--- START OF Data rows ---
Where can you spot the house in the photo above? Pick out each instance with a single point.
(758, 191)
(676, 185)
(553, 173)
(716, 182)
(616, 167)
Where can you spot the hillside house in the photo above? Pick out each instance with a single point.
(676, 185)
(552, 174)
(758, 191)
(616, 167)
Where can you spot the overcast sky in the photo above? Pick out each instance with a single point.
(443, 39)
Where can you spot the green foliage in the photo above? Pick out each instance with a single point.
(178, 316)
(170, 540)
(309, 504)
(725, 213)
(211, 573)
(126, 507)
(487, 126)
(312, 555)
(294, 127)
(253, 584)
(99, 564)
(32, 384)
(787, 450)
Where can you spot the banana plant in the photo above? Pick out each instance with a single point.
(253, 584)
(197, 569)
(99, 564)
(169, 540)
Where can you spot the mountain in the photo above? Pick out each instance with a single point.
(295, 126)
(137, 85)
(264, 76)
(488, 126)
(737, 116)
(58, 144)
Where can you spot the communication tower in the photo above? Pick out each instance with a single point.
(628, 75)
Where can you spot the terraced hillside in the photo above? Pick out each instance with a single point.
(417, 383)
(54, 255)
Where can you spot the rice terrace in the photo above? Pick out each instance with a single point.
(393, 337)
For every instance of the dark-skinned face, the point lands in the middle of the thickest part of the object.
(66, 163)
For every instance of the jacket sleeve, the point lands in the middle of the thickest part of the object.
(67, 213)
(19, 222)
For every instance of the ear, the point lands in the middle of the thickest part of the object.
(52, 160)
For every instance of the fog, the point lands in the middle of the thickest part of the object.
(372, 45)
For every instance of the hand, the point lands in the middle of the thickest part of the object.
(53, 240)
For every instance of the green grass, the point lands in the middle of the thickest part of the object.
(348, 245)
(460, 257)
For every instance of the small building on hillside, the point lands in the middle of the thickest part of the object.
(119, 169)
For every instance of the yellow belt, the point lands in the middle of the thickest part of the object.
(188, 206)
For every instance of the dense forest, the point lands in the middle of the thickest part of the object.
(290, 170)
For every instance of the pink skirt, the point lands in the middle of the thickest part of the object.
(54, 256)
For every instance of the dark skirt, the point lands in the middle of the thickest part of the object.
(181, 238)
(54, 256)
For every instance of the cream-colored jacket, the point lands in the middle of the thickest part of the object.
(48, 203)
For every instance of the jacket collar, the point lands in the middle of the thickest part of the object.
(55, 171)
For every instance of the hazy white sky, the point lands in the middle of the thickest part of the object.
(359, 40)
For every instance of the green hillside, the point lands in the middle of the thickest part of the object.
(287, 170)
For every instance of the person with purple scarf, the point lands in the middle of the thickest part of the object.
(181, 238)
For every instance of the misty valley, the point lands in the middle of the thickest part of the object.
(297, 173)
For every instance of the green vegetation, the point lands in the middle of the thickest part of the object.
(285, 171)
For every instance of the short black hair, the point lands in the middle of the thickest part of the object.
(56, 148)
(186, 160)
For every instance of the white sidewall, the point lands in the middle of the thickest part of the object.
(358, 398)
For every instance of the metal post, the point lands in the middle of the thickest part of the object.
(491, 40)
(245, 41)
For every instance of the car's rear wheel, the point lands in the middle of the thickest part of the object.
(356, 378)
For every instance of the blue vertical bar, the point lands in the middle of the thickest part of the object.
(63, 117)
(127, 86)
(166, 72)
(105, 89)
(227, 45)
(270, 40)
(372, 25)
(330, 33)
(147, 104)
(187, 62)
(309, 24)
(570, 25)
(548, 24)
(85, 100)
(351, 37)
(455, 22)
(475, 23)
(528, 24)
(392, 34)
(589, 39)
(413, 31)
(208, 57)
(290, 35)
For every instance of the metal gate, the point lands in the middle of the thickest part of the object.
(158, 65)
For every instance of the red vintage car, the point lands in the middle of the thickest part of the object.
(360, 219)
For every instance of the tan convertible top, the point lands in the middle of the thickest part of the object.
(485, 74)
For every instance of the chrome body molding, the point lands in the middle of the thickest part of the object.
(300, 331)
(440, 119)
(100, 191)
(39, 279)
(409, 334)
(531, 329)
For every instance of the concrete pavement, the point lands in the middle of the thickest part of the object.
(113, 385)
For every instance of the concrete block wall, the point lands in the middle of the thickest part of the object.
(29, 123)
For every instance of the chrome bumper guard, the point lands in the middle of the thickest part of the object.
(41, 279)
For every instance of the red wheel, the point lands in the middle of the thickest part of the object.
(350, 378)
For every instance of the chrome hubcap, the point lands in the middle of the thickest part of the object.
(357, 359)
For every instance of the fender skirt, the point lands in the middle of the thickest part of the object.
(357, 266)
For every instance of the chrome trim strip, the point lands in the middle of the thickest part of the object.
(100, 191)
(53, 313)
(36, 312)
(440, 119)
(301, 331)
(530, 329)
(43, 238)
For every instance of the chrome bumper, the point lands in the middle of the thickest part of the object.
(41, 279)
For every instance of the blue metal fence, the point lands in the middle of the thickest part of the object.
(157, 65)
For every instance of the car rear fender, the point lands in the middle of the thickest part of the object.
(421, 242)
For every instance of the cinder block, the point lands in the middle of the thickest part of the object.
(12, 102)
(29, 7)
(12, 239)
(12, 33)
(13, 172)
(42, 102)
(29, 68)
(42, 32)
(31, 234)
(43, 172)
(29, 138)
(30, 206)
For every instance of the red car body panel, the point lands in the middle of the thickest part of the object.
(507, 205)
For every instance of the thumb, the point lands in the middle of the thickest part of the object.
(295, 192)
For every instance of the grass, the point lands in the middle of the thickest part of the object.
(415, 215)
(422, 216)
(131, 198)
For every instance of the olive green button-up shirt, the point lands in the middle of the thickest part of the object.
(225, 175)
--- END OF Data rows ---
**Task objective**
Reproduce all of the entries above verbatim, line for line and in their original order.

**The response**
Where can you spot the house in the photo above? Pick out each instance with a single point.
(758, 191)
(676, 185)
(553, 173)
(716, 182)
(616, 167)
Where can you spot the hillside house in the photo above? Pick out each instance with a single point.
(676, 185)
(552, 174)
(758, 191)
(616, 167)
Where can you spot the overcast sky in the photo above? Pick out each instance with a single point.
(443, 39)
Where can you spot the green foliage in the photo above? Pick out each instance with a single point.
(178, 316)
(170, 540)
(309, 504)
(725, 213)
(211, 573)
(126, 507)
(487, 126)
(312, 555)
(294, 127)
(253, 584)
(99, 564)
(32, 384)
(787, 450)
Where can you spot the banana plant in the photo above? Pick out each instance with a single point.
(253, 584)
(197, 569)
(99, 564)
(169, 540)
Where can you spot the mountain in the photo above? Pick out each instance with a single point.
(295, 126)
(137, 85)
(264, 76)
(488, 126)
(737, 116)
(58, 144)
Where can you spot the communication tower in the photo above? Pick out each instance with a single point.
(628, 75)
Where can you spot the terraced hillside in the photo above? Pick out each instance with a single point.
(417, 383)
(54, 255)
Where can you spot the rice terrace in the photo above? Pick out each instance with a single point.
(393, 337)
For every instance of the dark-skinned face, the point lands in the middle of the thickest part of the object.
(66, 163)
For every instance of the jacket sleeve, the point lands in the middle of the thickest part of the object.
(67, 213)
(19, 222)
For every instance of the ear, the point lands in the middle of the thickest part of the object.
(52, 160)
For every instance of the fog, the point lands in the middle of the thickest part of the object.
(372, 45)
For every instance of the hand, the point lands in the middle of the thickest part of the object.
(53, 240)
For every instance of the green grass, the point lands in the middle of the thickest part of the object.
(348, 245)
(460, 257)
For every instance of the small building on hillside, the point lands in the middle of the thickest part of the object.
(119, 169)
For every instance of the yellow belt, the point lands in the middle of the thickest part of the object.
(188, 206)
For every instance of the dense forest, the point lands in the middle of the thickest part of the object.
(290, 170)
For every instance of the pink skirt, the point lands in the middle of the thickest part of the object.
(54, 256)
For every instance of the dark skirt, the point lands in the middle of the thickest part of the object.
(181, 238)
(54, 256)
For every instance of the cream-colored jacket, the point lands in the middle of the thickest part of the object.
(48, 203)
For every instance of the jacket collar, the point lands in the middle of the thickest part of the object.
(55, 171)
For every instance of the hazy white sky, the point lands in the middle of the thickest part of the object.
(359, 40)
For every instance of the green hillside, the point lands in the middle of the thickest part of the object.
(287, 170)
For every instance of the person with purple scarf, the point lands in the middle of the thickest part of the object.
(181, 238)
For every instance of the misty valley, the point lands in the middle of the thickest part of the object.
(297, 173)
For every instance of the green vegetation, the point lands in the middle of the thickest part of the object.
(285, 171)
For every instance of the short black hair, the point lands in the middle of the thickest part of the object.
(56, 148)
(186, 160)
For every instance of the white sidewall, the point lands in the middle of the thickest part of the object.
(358, 398)
For every instance of the metal post, the point lands in the middle of the thickest part of the object.
(491, 40)
(245, 41)
For every instance of the car's rear wheel, the point lands in the middle of the thickest part of the object.
(356, 378)
For every instance of the blue vertical bar, the point lands in the middle of the thickest part of the object.
(63, 117)
(127, 86)
(166, 72)
(105, 89)
(227, 45)
(270, 40)
(372, 25)
(330, 33)
(147, 104)
(187, 62)
(309, 24)
(570, 25)
(548, 24)
(85, 100)
(351, 37)
(455, 22)
(475, 23)
(528, 24)
(392, 34)
(589, 39)
(413, 31)
(208, 57)
(290, 35)
For every instance of the metal gate, the point lands in the middle of the thickest part of the object.
(158, 65)
For every instance of the red vintage car, the point lands in the middle of the thickest part of the object.
(360, 219)
For every instance of the tan convertible top, the point lands in the middle of the thickest part of the object.
(485, 74)
For every instance of the chrome body molding, the point lands in the middle of the thickest part of the object.
(300, 331)
(440, 119)
(100, 191)
(39, 279)
(409, 334)
(531, 329)
For every instance of the concrete pavement, the point lands in the middle of the thickest part of the object.
(113, 385)
For every instance of the concrete block wall, the point lands in the middle of the thickest part of the object.
(29, 123)
For every instance of the chrome bumper guard, the point lands in the middle of the thickest part of the object.
(41, 279)
For every instance of the red wheel, the point lands in the middle of the thickest part of the object.
(350, 378)
For every instance of the chrome hubcap, the point lands in the middle of the thickest part of the object.
(357, 359)
For every instance of the fender skirt, the point lands in the middle of the thickest part of the object.
(357, 266)
For every instance of the chrome trim strip, the point lands in the middle of the thickest part of the object.
(100, 191)
(53, 313)
(36, 312)
(440, 119)
(301, 331)
(530, 329)
(43, 238)
For every instance of the chrome bumper, the point lands in the middle of the thickest part of the object.
(41, 279)
For every instance of the blue metal fence, the point lands in the middle of the thickest part of the object.
(157, 65)
For every instance of the car rear fender, the point lands in the middle of the thickest part of the object.
(421, 242)
For every instance of the cinder block, the point lands in the middle of the thickest part of the object.
(12, 102)
(29, 7)
(12, 239)
(12, 33)
(13, 172)
(42, 102)
(29, 68)
(42, 32)
(31, 234)
(43, 172)
(29, 138)
(30, 206)
For every instance of the red car body panel, the point lands in the middle of the thickest part of the object.
(507, 205)
For every instance of the thumb, the point lands in the middle of the thickest part of the object.
(295, 192)
For every instance of the grass, the point lands in the middle of the thickest part of the object.
(415, 215)
(422, 216)
(131, 198)
For every instance of the olive green button-up shirt, the point lands in the middle of the thickest part of the object.
(225, 175)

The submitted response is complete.